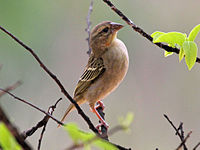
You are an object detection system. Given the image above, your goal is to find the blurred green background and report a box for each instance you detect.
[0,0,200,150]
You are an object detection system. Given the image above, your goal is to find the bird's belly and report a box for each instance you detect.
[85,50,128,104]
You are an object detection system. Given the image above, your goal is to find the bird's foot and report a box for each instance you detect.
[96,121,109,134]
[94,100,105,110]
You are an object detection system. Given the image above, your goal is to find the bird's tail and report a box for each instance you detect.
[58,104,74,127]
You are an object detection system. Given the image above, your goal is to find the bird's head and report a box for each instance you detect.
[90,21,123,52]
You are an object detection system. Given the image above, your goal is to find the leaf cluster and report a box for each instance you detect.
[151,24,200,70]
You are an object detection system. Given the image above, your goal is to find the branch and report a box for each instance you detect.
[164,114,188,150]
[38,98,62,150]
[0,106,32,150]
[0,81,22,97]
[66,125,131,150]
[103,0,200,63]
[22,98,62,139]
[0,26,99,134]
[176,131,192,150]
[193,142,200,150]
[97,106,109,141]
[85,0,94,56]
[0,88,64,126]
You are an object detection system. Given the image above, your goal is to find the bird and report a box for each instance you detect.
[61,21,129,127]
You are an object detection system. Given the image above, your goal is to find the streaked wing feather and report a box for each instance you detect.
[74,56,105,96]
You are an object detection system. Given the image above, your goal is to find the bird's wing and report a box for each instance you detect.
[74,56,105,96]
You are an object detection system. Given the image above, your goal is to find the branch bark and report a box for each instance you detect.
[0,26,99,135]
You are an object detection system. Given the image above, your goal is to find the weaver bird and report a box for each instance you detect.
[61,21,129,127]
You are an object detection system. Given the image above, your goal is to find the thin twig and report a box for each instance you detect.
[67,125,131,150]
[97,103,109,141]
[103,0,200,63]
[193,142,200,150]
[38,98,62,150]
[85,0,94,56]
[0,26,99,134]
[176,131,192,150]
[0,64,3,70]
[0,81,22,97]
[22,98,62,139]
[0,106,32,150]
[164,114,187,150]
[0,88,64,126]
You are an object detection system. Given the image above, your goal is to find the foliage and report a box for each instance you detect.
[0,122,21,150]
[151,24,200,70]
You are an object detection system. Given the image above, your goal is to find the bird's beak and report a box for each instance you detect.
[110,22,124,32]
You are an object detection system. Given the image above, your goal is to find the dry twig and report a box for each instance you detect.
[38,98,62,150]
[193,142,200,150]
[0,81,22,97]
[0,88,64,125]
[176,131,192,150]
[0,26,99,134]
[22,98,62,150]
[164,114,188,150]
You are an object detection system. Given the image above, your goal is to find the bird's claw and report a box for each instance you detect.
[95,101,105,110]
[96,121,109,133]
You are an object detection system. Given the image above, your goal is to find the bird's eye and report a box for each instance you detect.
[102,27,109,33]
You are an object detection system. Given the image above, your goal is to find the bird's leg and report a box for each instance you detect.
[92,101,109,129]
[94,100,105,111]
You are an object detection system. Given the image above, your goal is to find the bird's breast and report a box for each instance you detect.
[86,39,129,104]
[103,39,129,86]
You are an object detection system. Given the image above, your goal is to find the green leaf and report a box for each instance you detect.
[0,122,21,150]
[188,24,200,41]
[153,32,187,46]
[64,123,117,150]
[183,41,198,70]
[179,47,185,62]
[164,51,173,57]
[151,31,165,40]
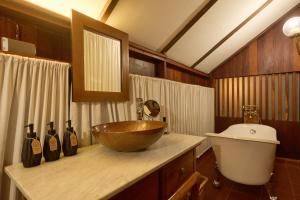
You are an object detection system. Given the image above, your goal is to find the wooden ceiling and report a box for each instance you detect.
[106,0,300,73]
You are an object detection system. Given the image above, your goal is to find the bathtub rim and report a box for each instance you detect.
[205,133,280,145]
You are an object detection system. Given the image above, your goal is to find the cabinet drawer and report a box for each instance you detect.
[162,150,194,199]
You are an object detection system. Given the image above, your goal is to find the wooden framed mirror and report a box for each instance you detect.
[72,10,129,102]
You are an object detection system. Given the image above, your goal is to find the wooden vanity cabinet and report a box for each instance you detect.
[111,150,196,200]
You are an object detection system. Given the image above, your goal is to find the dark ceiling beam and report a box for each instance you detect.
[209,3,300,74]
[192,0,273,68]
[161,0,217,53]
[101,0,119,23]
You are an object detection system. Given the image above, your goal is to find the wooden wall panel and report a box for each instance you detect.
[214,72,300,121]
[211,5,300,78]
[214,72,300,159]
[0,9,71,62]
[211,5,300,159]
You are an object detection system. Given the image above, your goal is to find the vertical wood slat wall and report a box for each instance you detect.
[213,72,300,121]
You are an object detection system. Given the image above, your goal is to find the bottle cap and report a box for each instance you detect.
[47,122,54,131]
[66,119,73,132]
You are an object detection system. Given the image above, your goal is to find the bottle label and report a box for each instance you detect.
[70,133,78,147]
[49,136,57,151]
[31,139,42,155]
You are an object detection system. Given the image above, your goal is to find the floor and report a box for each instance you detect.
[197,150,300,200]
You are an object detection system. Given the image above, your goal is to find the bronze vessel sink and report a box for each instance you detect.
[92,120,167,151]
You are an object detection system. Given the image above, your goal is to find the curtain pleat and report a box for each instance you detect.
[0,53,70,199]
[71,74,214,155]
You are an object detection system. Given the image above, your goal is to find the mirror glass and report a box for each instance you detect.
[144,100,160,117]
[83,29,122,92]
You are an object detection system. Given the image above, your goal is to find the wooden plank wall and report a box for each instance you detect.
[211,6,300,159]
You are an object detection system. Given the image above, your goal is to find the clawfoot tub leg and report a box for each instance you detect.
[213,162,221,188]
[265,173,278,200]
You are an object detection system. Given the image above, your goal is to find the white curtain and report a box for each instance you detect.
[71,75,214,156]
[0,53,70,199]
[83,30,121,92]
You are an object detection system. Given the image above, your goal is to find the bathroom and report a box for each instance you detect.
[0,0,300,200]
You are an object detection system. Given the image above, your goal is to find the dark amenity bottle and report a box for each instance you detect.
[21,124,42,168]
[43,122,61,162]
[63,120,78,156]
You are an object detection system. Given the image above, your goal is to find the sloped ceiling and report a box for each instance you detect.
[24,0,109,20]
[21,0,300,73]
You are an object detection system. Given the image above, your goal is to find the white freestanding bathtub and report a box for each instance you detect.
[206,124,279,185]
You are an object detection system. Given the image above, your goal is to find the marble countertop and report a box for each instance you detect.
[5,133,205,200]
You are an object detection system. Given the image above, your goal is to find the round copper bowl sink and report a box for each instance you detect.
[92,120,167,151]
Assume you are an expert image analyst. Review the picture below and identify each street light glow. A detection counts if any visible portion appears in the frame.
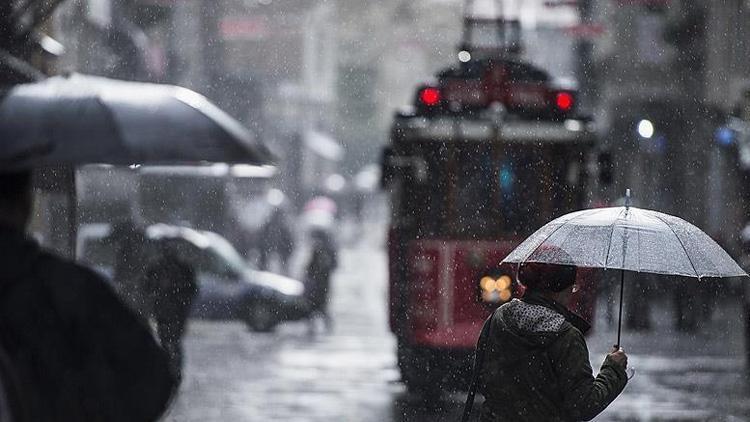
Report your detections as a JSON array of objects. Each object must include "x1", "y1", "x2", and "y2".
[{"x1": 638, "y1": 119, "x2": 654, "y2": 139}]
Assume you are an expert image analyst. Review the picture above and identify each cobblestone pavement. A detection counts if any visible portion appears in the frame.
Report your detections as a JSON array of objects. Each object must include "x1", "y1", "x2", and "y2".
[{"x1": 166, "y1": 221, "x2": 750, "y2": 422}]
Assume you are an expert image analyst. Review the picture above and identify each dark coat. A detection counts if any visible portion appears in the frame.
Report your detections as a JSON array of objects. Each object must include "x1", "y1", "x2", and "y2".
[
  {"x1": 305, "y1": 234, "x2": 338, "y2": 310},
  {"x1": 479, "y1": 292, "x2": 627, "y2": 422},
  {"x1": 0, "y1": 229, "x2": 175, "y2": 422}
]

## Direction
Render every line of the material above as a JSON list of strings, one string per line, with blank lines dropped and the pictures left out.

## Task result
[
  "You are an object detection system. Given the image above, your goal is to find the blurred green background and report a box for each instance you detect.",
  "[0,0,200,150]",
  "You are an object detection system. Given the image above, your goal is to find the bird's belly and report a box for each instance you detect.",
  "[85,50,128,104]",
  "You are an object detection system. Given the image above, your goal is to find the bird's foot and report a box for each instance you detect.",
  "[96,121,109,134]",
  "[94,100,105,110]",
  "You are an object detection system. Given the image above, your goal is to find the bird's tail and report a box for each instance you detect.",
  "[58,104,74,127]",
  "You are an object detection system. Given the image above, your goal is to find the bird's head and report a box for each instance you detect.",
  "[90,21,123,52]",
  "You are an object detection system. Given the image above, your goal is to find the leaf cluster and report a box for each instance you detect.",
  "[151,24,200,70]",
  "You are an object detection system. Given the image above, your goal is to find the branch and report a box for each instance you detect.",
  "[164,114,188,150]",
  "[38,98,62,150]",
  "[0,106,32,150]",
  "[0,81,22,97]",
  "[66,125,131,150]",
  "[103,0,200,63]",
  "[22,98,62,139]",
  "[0,26,99,134]",
  "[176,131,192,150]",
  "[193,142,200,150]",
  "[97,106,109,141]",
  "[85,0,94,56]",
  "[0,88,64,126]",
  "You are an object detection system. Given the image above, your goal is to find the bird and report a box for each instance you detect.",
  "[61,21,129,127]",
  "You are an object detection system. Given the image above, your goal is to find the streaked wing feather and report a box for each instance you detect.",
  "[74,56,105,96]",
  "You are an object detection system. Given the image above, your goal is to find the bird's wing and report a box for each instance you detect.",
  "[74,56,105,96]",
  "You are an object detection system. Given the image above, your goal is to find the branch bark and report a box for each instance you detect.",
  "[0,26,99,135]",
  "You are an object detection system. Given the image above, your goal is to find the weaver bird and report a box for each instance you detect.",
  "[61,21,129,127]",
  "You are an object detection system. Given the image above, your goal is to find the thin twig and report a box for each instance you detect.",
  "[67,125,131,150]",
  "[97,103,109,141]",
  "[103,0,200,63]",
  "[193,142,200,150]",
  "[38,98,62,150]",
  "[85,0,94,56]",
  "[0,26,99,134]",
  "[176,131,192,150]",
  "[0,64,3,70]",
  "[0,81,22,97]",
  "[22,98,62,139]",
  "[0,106,32,150]",
  "[164,114,187,150]",
  "[0,88,64,126]",
  "You are an object detection system. Given the image above, your goal is to find the foliage and report a box for each instance you detect.",
  "[0,122,21,150]",
  "[151,24,200,70]",
  "You are an object detection system. Given the image above, your goal is to find the bird's beak and report a box for each instance you detect.",
  "[110,22,124,32]",
  "You are an object detection system. Given the image above, your goal is to find the dry twig and report a box for each instance you detect.",
  "[38,98,62,150]",
  "[193,142,200,150]",
  "[0,81,22,97]",
  "[0,88,64,125]",
  "[176,131,192,150]",
  "[0,26,99,134]",
  "[22,98,62,150]",
  "[164,114,188,150]",
  "You are an object detection system. Given the image above, your goal is to find the bird's claw and report a box for each instance you detect.",
  "[95,101,105,110]",
  "[96,121,109,133]",
  "You are an object detection system. Given the image above, your goal is to find the bird's eye and report a box for each instance you detect.",
  "[102,27,109,33]",
  "You are an object detection system. Given the image above, your goal is to find the bird's leg and report a box for each instance you detect.",
  "[92,101,109,129]",
  "[94,100,105,111]",
  "You are an object detection system. Given the image above, your goal is to find the bird's breast and report a box for each instance you detect.",
  "[86,39,129,104]",
  "[103,39,129,86]",
  "You are an object detection system. Given the image above, your goal is to find the green leaf and report a box for each instance you detect.",
  "[0,122,21,150]",
  "[188,24,200,41]",
  "[153,32,187,46]",
  "[64,123,117,150]",
  "[183,41,198,70]",
  "[179,47,185,62]",
  "[164,51,173,57]",
  "[151,31,165,40]",
  "You are an object detection system. Given the image above, your goal is to find the wooden ceiling and report a box for each instance you detect.",
  "[106,0,300,73]",
  "You are an object detection system. Given the image above, your goal is to find the bathtub rim and report a box for each instance you detect.",
  "[205,133,280,145]",
  "You are an object detection system. Given the image above, your goal is to find the cabinet drawer and report a box for each instance you detect.",
  "[162,150,194,199]",
  "You are an object detection system. Given the image above, your goal is to find the wooden framed mirror and report a box for each instance you detect.",
  "[72,10,129,102]",
  "You are an object detection system. Given the image above, your goal is to find the wooden vanity cabinet and report a box for each instance you detect.",
  "[111,150,196,200]",
  "You are an object detection system. Given the image above, your goal is to find the dark ceiling beam and report a box for each instance you detect.",
  "[209,3,300,74]",
  "[192,0,273,68]",
  "[161,0,217,53]",
  "[101,0,119,23]",
  "You are an object detection system. Given the image above, your goal is to find the wooden wall panel and report a box for each instance you detect.",
  "[214,72,300,121]",
  "[211,5,300,78]",
  "[214,72,300,159]",
  "[0,9,71,62]",
  "[211,5,300,159]",
  "You are an object detection system. Given the image above, your goal is to find the vertical wood slat wall and report a box for each instance you detect.",
  "[213,72,300,121]",
  "You are an object detection system. Given the image above, your goal is to find the bottle cap and report a box for each instance you detect.",
  "[47,122,54,131]",
  "[66,119,73,132]",
  "You are an object detection system. Given the image above, your goal is to find the bottle label and report a box for each instance you detect.",
  "[70,133,78,147]",
  "[49,136,57,151]",
  "[31,139,42,155]",
  "You are an object detection system. Given the image above, your goal is to find the floor and report a box for each instance you detect.",
  "[197,150,300,200]",
  "You are an object detection system. Given the image above, your goal is to find the bronze vessel sink and report a box for each instance you detect.",
  "[92,120,167,151]",
  "You are an object detection system. Given the image above, your goal is to find the curtain pleat and report a box for each instance you detect.",
  "[0,53,70,199]",
  "[71,74,214,155]",
  "You are an object detection system. Given the image above, your goal is to find the mirror glass and report a box for each instance you detect.",
  "[144,100,160,117]",
  "[83,29,122,92]",
  "You are an object detection system. Given the image above, your goal is to find the wooden plank wall and report a box for each instance you detect.",
  "[211,6,300,159]",
  "You are an object detection system. Given the image above, your goal is to find the clawfoot tub leg and report a box for each instance you detect.",
  "[213,162,221,188]",
  "[265,173,278,200]",
  "You are an object detection system. Given the image above, your goal is to find the white curtain and report a box for each instance you detect.",
  "[71,75,214,156]",
  "[0,53,70,199]",
  "[83,30,121,92]",
  "You are an object detection system. Given the image above, your goal is to find the bathroom and report a box for each instance you detect.",
  "[0,0,300,200]",
  "You are an object detection system. Given the image above, your goal is to find the dark amenity bottle and report a box for each instance you detect.",
  "[21,124,42,168]",
  "[43,122,61,162]",
  "[63,120,78,156]",
  "You are an object detection system. Given the image above, your goal is to find the sloped ceiling and report a box for each instance you detect.",
  "[24,0,109,20]",
  "[21,0,300,73]",
  "You are an object detection system. Given the image above, your goal is to find the white freestanding bathtub and report a box for each instance you detect.",
  "[206,124,279,185]",
  "You are an object detection system. Given the image above, your goal is to find the marble countertop and report a box for each instance you detect.",
  "[5,133,205,200]",
  "You are an object detection system. Given the image above, your goal is to find the round copper bowl sink and report a box for each instance you detect.",
  "[92,120,167,151]",
  "Assume you are an expert image analyst. Review the picture below and identify each street light glow. A detection counts if any visible portion appears in the frame.",
  "Report your detections as a JSON array of objects. Each object must include \"x1\", \"y1\", \"x2\", and \"y2\".",
  "[{\"x1\": 638, \"y1\": 119, \"x2\": 654, \"y2\": 139}]",
  "Assume you are an expert image analyst. Review the picture above and identify each cobblestone pavement. A detection counts if any visible portion appears in the frame.",
  "Report your detections as a JSON array of objects. Each object must include \"x1\", \"y1\", \"x2\", and \"y2\".",
  "[{\"x1\": 166, \"y1\": 221, \"x2\": 750, \"y2\": 422}]",
  "Assume you are an expert image analyst. Review the picture above and identify each dark coat. A detection counts if any visible portion appears in the frame.",
  "Report your detections as a JSON array of objects. Each object must include \"x1\", \"y1\", \"x2\", and \"y2\".",
  "[",
  "  {\"x1\": 305, \"y1\": 234, \"x2\": 338, \"y2\": 310},",
  "  {\"x1\": 479, \"y1\": 292, \"x2\": 627, \"y2\": 422},",
  "  {\"x1\": 0, \"y1\": 229, \"x2\": 175, \"y2\": 422}",
  "]"
]